## TEXT SECTION
A Friend Renounced Their Christianity…What Do I Do?

Earlier this week a friend sent me a message on Facebook sharing that a friend of their family (a closeted gay man) had posted to Facebook earlier that day renouncing his faith in Christianity.

In the process of his renunciation, he clearly stated he was returning hate for hate toward Christians. After a few choice outraged words, he declared he was leaving the faith/church for a community that truly loves others of any kind. It is evident he has been hurt by religion and outraged.

First and foremost, that is his story to tell, and life to live, not mine to second guess from afar. That said, he isn’t the one who contacted me, so the following are thoughts I wanted to share with my friend gleaned from times in life when I was in her position watching friends renounce their faith. Plus, the situation is very similar to the much larger number of people I knew or know (LGBT+ and beyond) who may not renounce their faith but are livid with the church and reject culturally conditioned religion.

## WORK ITEM
Resume the essay about responding to a friend who has renounced Christianity, starting right after its final sentence.

## SUPPLIED MATERIAL
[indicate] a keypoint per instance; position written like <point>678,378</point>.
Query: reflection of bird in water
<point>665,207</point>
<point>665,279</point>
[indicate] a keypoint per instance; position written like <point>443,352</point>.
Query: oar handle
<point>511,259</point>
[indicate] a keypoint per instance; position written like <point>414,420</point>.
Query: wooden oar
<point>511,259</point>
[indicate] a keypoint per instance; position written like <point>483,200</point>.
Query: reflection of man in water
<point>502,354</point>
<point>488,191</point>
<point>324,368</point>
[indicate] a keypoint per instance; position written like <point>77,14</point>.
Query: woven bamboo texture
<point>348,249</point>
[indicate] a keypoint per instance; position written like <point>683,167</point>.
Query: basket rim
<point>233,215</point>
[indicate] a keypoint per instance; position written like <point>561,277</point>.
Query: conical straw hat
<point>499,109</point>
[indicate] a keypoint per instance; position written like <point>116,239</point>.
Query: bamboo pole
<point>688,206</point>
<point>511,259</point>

--

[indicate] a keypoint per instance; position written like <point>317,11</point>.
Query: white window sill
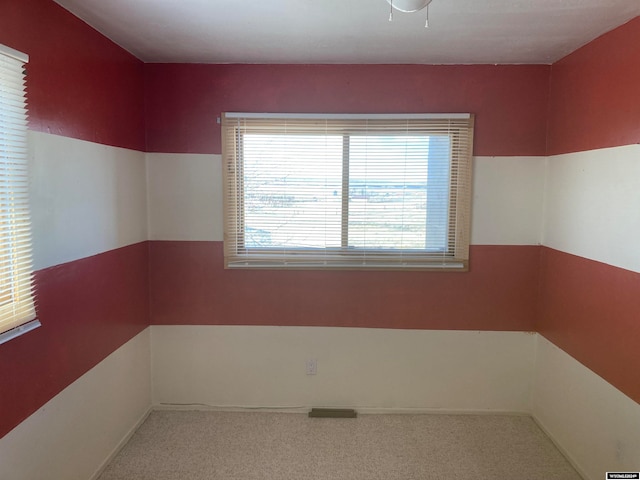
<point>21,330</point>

## RESULT
Now, to the issue at hand… what do I do when a friend renounces their Christianity?

Prevent Projecting Personal Issues (The Heart Check)

I think it is helpful to take a quick personal inventory of emotions. What feelings manifested when hearing about the friend’s renunciation? Afterward? Did these feelings change or intensify after having time to think about it? Many times, in this type of situation, it is tempting for Christ followers experiencing strong emotions to jump right in with unasked for advice, correction, or reminders. I think it is better to hear the person out, and then affirm them with love and an acknowledgment that we have genuinely heard them. Then, whether it is an acquaintance or loved one, it is a good time to reaffirm the commitment we have to them as appropriate to the relationship. Follow that with meditation, prayer, and search for inner peace before offering an in-depth response (if asked for and/or appropriate.)

Allowing time to process and search our own heart can help center/anchor us in what may feel like a volatile situation. It enables us to remove any potential spiritual ear-muffs and hear the other person clearly.

Emotions inform and empower. Emotions help make our car run, but it is the mind that’s behind the wheel. Emotions can compel us to think through the issues. However, if they are imposing a context on the situation without any humbling and critical thought, it usually leads to unfair and incorrect judgment.

Keeping our heart clear by stewarding our emotions (not being run over by them) makes room for love and compassion to exponentially increase.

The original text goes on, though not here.